Anna Seghers, geboren am 19.11.1900 in Mainz, war das einzige Kind von Hedwig und Isidor Reiling. Schon als Kind lernte sie früh lesen und schreiben. Sie studierte ab 1920 in Heidelberg. 1933 wurden ihre Bücher verbrannt, woraufhin sie über die Schweiz nach Frankreich floh. 1940 floh sie aus Paris und 1941 über Marseille nach New York und dann nach Mexiko. 1943 starb ihre Mutter in Auschwitz und sie wurde bei einem Autounfall schwer verletzt, was zur literarischen Bewältigung ihrer Krankheitsgeschichte im "Ausflug der toten Mädchen" führte. 1946 wurde das Werk in New York veröffentlicht. 1947 kehrte sie nach Berlin zurück und starb dort am 01.06.1983.
Wer sind die positiven und negativen Figuren in der Handlung?
Zu den positiven Figuren gehören die Erzählerin, Leni, Fräulein Mees, Liese Möbius, Gerda und Lore. Sie bleiben trotz des Nationalsozialismus ihren Werten treu. Zu den negativen Figuren zählen Nora, Ida, Else, Elli, Katharina und vor allem Marianne. Ihnen fehlt Kraft und Selbstständigkeit, und sie passen sich den Normen des Staates an oder verraten ihre Überzeugungen.
Wie werden die positiven und negativen Charaktere sprachlich unterschieden?

= Übungsdaten =
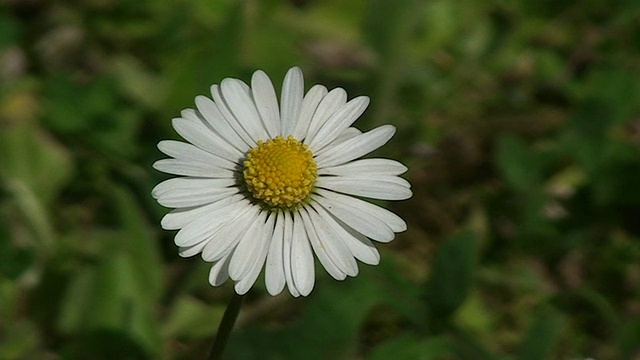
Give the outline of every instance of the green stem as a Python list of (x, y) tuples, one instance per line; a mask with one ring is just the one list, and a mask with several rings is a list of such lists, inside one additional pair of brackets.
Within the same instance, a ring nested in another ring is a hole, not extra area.
[(211, 353), (209, 353), (209, 360), (222, 359), (222, 353), (224, 352), (224, 348), (227, 346), (229, 335), (231, 335), (233, 325), (236, 323), (236, 319), (240, 313), (240, 307), (242, 307), (242, 295), (238, 295), (234, 292), (231, 301), (229, 301), (229, 305), (227, 305), (227, 309), (224, 311), (222, 321), (218, 326), (218, 332), (216, 333), (216, 338), (213, 341)]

= Arbeitsauftrag A =
In welcher Stadt wurde das Werk „Ausflug der toten Mädchen“ laut dem Textauszug über Anna Seghers 1946 veröffentlicht?
= Arbeitsauftrag B =
Setze bitte den Textauszug über Anna Seghers nach seinem letzten Satz fort.

= Antwortfeld A =
In New York.

= Antwortfeld B =
Das Zeitadverb "immer" markiert bei den positiven Charakteren deren Konstanz und Unveränderlichkeit. Bei den negativen Charakteren signalisiert "immer" das Fortdauern negativer Eigenschaften oder wird durch "später" nach negativen Veränderungen ersetzt.
Was ist der Inhalt der Erzählung "Der Ausflug der toten Mädchen"?
Die Erzählung handelt von Anna Seghers' Kindheitserinnerung an einen Klassenausflug kurz vor dem Ersten Weltkrieg. In Mexiko erinnert sich die Ich-Erzählerin an diese Zeit in Mainz und die Schicksale der Frauen und Männer, die im Nationalsozialismus und im Zweiten Weltkrieg starben oder sich veränderten. Die Geschichte zeigt, wie sich Menschen unter normalen Umständen verhalten und wie sich diese Verhaltensweisen in der Nazizeit widerspiegeln.
Welche Formmerkmale und sprachlichen Elemente prägen die Erzählung?
Die Erzählung kann in 5 Akte geteilt werden. Sie ist im Präteritum/Imperfekt geschrieben, der Zeitform der Erinnerung, wobei Futur und Konjunktiv sowie Plusquamperfekt den Eindruck des Unwiederbringlichen erzeugen. Rahmen- und Binnenerzählung gehen fließend ineinander über, besonders bei Stichwörtern wie "Heimfahrt" und "Mutter". Motive wie Müdigkeit, Wolke, Dunst und Nebel werden durch Sinnesempfindungen wie Sehen, Riechen und Hören verstärkt. Der Name der Erzählerin wirkt als Zauberwort, das verlorene Erinnerungen hervorruft.
Was symbolisieren die Namen der Personen in der Geschichte?
Die Namen der Figuren sind mit bestimmten Eigenschaften und Verhaltensweisen verbunden. Positive Charaktere bleiben ihren Werten treu, während negative Charaktere Verrat und Anpassung an den Nationalsozialismus zeigen. Die Namen tragen zur Charakterisierung bei und verdeutlichen die ideologischen Konflikte der Zeit.